• EXERCISE AIM:
Your task is to print each entry exactly as written.

Referring expression pointing data:
______

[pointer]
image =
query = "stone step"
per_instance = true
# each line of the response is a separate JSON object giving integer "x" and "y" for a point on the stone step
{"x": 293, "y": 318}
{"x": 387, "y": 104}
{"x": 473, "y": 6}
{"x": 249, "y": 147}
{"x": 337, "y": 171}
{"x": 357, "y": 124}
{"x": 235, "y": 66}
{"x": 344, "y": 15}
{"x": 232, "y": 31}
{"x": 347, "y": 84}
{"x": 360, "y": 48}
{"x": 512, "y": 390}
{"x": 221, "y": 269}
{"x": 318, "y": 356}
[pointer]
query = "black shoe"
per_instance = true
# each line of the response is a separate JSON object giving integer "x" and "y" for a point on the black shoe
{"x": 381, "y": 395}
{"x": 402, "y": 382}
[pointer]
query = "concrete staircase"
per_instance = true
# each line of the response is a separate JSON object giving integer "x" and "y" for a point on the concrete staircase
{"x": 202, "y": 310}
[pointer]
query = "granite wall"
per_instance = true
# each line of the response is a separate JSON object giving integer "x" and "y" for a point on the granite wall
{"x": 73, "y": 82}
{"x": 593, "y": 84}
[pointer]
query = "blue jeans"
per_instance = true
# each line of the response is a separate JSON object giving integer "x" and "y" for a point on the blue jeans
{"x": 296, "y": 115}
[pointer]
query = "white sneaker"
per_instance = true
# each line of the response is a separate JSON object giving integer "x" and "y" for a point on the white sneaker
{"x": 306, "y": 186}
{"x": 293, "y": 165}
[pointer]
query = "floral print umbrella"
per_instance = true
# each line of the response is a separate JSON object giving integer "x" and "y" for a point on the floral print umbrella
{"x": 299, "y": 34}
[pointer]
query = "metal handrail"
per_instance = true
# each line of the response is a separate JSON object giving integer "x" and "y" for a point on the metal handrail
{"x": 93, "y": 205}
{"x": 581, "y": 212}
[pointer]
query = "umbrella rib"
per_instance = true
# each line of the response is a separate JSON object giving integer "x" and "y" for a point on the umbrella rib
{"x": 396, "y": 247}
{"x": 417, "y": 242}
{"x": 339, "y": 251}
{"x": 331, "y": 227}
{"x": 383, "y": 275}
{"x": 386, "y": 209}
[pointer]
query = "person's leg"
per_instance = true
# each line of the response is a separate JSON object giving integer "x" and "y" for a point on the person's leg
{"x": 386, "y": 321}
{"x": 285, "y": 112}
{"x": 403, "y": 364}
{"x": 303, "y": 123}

______

• SOLUTION TO THIS PROBLEM:
[pointer]
image =
query = "stone step"
per_instance = true
# each line of the response is a separate JSON object giving integer "x" and "y" for a point on the stone step
{"x": 293, "y": 318}
{"x": 387, "y": 104}
{"x": 473, "y": 6}
{"x": 249, "y": 147}
{"x": 337, "y": 171}
{"x": 357, "y": 124}
{"x": 235, "y": 66}
{"x": 344, "y": 15}
{"x": 232, "y": 31}
{"x": 347, "y": 84}
{"x": 360, "y": 48}
{"x": 512, "y": 390}
{"x": 221, "y": 269}
{"x": 318, "y": 356}
[pointer]
query = "black shoe"
per_instance = true
# each line of the response is a separate JSON object giving integer "x" and "y" for a point on the black shoe
{"x": 381, "y": 395}
{"x": 402, "y": 382}
[pointer]
query = "concrete staircase"
per_instance = true
# each line of the response is a separate JSON object giving integer "x" and "y" for a point on the concrete staircase
{"x": 202, "y": 310}
[pointer]
query = "granite wall"
per_instance = true
# each line of the response is a separate JSON object giving integer "x" and "y" for a point on the granite wall
{"x": 73, "y": 82}
{"x": 593, "y": 84}
[pointer]
query = "blue jeans"
per_instance = true
# each line of the response is a separate JSON object giving integer "x" and "y" for a point on the blue jeans
{"x": 296, "y": 115}
[pointer]
query = "white sneaker"
per_instance = true
# each line of the response is a separate JSON object giving integer "x" and "y" for a point on the white sneaker
{"x": 306, "y": 186}
{"x": 293, "y": 165}
[pointer]
query = "floral print umbrella"
per_instance = true
# each line of the response is a separate JSON object giving integer "x" and "y" for a point on the floral print umbrella
{"x": 299, "y": 34}
[pointer]
query = "metal handrail"
per_instance = true
# each line of the response is a separate JSON object giving integer "x" and "y" for a point on the metal handrail
{"x": 93, "y": 205}
{"x": 581, "y": 212}
[pointer]
query = "umbrella rib"
per_instance = true
# each line of the response is a separate JSON object giving integer "x" and "y" for a point on the umbrella rib
{"x": 396, "y": 247}
{"x": 417, "y": 242}
{"x": 339, "y": 251}
{"x": 331, "y": 227}
{"x": 383, "y": 275}
{"x": 386, "y": 209}
[pointer]
query = "person's leg"
per_instance = true
# each line of the response is a separate JSON object giving integer "x" and "y" for a point on the person's leg
{"x": 386, "y": 321}
{"x": 285, "y": 112}
{"x": 403, "y": 364}
{"x": 303, "y": 123}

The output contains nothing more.